Autor: Martha Peña Preciado, médica y neuróloga de la Universidad Nacional de Colombia. Es experta en Esclerósis Latera Amiotrófica (ELA).

Ejercer la medicina en la Grecia del siglo V exigía jurar por los dioses Apolo, Ascepio, Higiea y Obacea. En ese juramento nosotras las médicas y los médicos nos comprometíamos a no administrar sustancias que puedan generar la muerte o el aborto, pero también considerábamos que quienes eran esclavos también requerían atención médica. El juramento hipocrático ha sido actualizado dos veces, la primera en 1948 y la segunda en 2017, actualmente enlista las promesas que cada médico o médica asume de forma libre y honorable pensando su vida y el servicio a la humanidad.

Es anacrónico en el año 2023 pensar y desarrollar la profesión médica como un ejercicio de poder en el que la vida se considera un deber y no como un derecho. No es posible minimizar el sufrimiento a una realidad subjetiva que simplemente debemos soportar. Ya no son tiempos en los que el médico o la médica pueden evadir su responsabilidad ante las decisiones autónomas de las personas que experimentan alguna enfermedad, pensando que la dignidad es de un solo matiz, el de la moralidad personal del profesional.

En 1999, cuando me graduaba como médica cirujana junto con 120 de mis compañeros juramos con solemnidad, entre muchas cosas, respetar, velar la salud y el bienestar de nuestros pacientes, haciendo mención de su autonomía. No permitiríamos que consideraciones de edad, enfermedad o incapacidad, credo, origen étnico, sexo, nacionalidad, afiliación política, raza, orientación sexual, clase social o cualquier otro factor se interpusieran entre nuestros deberes y nuestros pacientes.

Sobreponer mis creencias a mi deber profesional frente a las personas enfermas limita el beneficio que puede ofrecerse a los individuos, a su familia, a los cuidadores y a la comunidad desde el conocimiento actual científico y humanístico. Peor aún, puedo incurrir en vulnerar los derechos de alguien que ya se encuentra en situación de vulnerabilidad.

El modelo vitalista, aquel que dice proteger la vida a toda costa, corre el riesgo de omitir la dimensión del sufrimiento psíquico y físico de las personas, por tanto prioriza la sumisión del individuo a un valor de incrustación cultural. Primum non nocere, que en latín significa: primero no hacer daño, no siempre se corresponde con conservar la vida, específicamente cuando la vida para la persona ya no se corresponde con su ideal de existencia. Acompañar y asistir la muerte voluntaria de alguien que ve su situación incompatible con su idea de dignidad no nos hace contrarios a la ética del cuidado, atender su malestar emocional y existencial cuando se carece de la opción de no morir, garantizando una muerte segura y protegida nos hace solidarios, libres e iguales.

No juré a Apolo, Ascepio, Higiea o Obacea; prometí fundamentalmente respetar los derechos humanos de quienes enfermos esperan que pueda paliarles su doloroso camino a morir. Ninguno de nosotros espera morir y menos morir mal. Pero moriremos igual. Escoger conscientemente cuando y cerca de quien morir es un derecho y un acto solidario de los médicos y las médicas.

▸ **ENUNCIADO DEL EJERCICIO**
Reescribe como lista breve el párrafo del texto sobre el juramento médico que empieza con «En 1999, cuando me graduaba». Conserva sus datos principales.

▸ **DATOS PROPORCIONADOS**
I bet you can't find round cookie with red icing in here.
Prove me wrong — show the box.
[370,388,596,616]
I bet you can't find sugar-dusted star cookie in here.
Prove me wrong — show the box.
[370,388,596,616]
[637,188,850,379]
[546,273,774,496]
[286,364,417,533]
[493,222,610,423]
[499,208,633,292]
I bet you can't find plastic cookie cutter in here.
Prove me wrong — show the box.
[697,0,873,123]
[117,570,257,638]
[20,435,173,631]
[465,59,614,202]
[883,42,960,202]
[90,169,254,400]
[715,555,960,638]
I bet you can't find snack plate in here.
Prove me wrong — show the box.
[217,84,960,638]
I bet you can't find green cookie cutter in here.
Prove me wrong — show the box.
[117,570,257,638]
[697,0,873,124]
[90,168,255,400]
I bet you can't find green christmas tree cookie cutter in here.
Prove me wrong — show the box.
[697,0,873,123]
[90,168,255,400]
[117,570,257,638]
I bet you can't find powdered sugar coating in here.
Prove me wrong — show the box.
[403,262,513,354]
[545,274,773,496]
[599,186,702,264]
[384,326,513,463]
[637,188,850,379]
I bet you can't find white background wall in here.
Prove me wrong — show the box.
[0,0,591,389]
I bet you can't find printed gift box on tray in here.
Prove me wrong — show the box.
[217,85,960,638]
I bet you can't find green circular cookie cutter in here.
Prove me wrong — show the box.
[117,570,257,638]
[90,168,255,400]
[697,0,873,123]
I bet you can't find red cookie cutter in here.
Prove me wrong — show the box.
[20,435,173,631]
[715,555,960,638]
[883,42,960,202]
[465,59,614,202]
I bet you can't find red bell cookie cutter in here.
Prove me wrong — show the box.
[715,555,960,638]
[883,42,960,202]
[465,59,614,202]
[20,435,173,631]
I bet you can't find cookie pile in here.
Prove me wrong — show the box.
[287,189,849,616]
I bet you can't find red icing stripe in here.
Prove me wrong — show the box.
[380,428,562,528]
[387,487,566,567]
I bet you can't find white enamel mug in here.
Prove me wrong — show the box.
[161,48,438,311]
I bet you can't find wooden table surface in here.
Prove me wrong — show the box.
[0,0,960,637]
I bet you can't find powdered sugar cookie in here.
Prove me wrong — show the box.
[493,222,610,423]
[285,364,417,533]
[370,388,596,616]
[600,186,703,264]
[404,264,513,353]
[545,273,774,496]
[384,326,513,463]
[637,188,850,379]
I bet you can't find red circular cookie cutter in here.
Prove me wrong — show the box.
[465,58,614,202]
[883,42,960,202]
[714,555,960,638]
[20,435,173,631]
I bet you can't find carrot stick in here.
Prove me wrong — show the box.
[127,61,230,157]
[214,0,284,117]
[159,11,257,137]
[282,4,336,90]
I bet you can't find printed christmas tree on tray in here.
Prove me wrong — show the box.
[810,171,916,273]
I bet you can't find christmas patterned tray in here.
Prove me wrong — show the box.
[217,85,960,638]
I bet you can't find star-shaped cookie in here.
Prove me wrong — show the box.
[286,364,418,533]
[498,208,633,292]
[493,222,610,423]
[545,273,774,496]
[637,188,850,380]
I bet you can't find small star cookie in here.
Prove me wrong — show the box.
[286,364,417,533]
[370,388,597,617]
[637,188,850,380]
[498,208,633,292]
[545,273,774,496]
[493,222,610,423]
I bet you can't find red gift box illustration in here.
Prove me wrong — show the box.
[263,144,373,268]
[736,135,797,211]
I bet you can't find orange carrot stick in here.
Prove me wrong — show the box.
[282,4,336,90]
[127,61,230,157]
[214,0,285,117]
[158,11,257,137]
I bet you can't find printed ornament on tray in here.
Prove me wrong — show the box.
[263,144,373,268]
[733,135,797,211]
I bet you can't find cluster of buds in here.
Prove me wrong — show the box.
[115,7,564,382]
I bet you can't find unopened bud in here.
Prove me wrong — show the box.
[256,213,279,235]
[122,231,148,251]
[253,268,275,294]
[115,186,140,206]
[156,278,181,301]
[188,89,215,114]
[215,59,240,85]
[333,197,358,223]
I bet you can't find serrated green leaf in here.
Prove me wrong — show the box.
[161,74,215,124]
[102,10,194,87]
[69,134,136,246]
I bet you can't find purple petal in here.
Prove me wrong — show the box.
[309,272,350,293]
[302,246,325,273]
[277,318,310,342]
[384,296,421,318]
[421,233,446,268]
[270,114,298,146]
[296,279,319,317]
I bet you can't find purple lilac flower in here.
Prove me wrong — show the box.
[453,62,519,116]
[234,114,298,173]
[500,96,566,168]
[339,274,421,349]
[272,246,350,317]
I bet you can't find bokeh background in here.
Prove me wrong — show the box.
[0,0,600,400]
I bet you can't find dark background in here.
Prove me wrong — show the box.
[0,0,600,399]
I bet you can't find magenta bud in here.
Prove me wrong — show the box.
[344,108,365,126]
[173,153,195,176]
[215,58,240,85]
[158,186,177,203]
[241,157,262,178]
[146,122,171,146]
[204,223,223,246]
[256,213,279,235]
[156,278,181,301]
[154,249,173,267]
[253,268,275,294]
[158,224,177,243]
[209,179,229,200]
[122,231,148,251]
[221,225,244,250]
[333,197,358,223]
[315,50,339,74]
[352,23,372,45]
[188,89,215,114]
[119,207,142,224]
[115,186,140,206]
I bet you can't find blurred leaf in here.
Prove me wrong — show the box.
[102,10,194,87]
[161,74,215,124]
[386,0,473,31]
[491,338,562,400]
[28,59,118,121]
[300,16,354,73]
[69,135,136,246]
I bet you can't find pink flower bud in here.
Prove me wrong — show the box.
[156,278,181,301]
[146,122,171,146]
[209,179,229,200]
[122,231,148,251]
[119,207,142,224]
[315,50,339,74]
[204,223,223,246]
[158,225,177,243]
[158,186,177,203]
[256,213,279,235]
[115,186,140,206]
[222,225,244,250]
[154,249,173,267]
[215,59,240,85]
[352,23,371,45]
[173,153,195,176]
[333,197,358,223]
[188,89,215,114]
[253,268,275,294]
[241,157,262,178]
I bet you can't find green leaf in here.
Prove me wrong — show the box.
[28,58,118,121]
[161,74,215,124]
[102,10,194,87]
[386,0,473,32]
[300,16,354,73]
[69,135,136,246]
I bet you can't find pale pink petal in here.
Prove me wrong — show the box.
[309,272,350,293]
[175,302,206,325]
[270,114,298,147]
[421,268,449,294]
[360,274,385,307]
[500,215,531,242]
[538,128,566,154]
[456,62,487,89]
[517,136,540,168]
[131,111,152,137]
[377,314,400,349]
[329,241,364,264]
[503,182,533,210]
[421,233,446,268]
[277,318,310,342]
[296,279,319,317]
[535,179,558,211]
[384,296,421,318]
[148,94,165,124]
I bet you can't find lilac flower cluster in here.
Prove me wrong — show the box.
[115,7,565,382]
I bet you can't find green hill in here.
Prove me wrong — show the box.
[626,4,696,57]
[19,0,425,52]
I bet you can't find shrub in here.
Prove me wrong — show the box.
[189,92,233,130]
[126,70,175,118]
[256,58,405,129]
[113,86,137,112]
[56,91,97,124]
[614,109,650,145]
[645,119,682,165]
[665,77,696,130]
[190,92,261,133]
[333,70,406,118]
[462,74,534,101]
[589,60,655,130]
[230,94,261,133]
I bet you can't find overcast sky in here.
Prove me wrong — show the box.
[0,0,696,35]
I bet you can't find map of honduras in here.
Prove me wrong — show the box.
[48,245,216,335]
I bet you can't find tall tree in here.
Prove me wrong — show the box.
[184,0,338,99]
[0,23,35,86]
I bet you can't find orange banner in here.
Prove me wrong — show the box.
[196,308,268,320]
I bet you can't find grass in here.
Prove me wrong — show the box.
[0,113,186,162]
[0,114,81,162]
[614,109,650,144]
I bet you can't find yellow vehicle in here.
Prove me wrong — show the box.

▸ **SOLUCIÓN REDACTADA**
- En 1999, al graduarse como médica cirujana, la autora juró con solemnidad junto con 120 de sus compañeros.
- Se comprometieron a respetar y velar por la salud y el bienestar de sus pacientes, con mención de su autonomía.
- Prometieron no permitir que ningún factor se interpusiera entre sus deberes y sus pacientes. Entre esos factores estaban la edad, la enfermedad o incapacidad, el credo, el origen étnico, el sexo, la nacionalidad, la afiliación política, la raza, la orientación sexual y la clase social.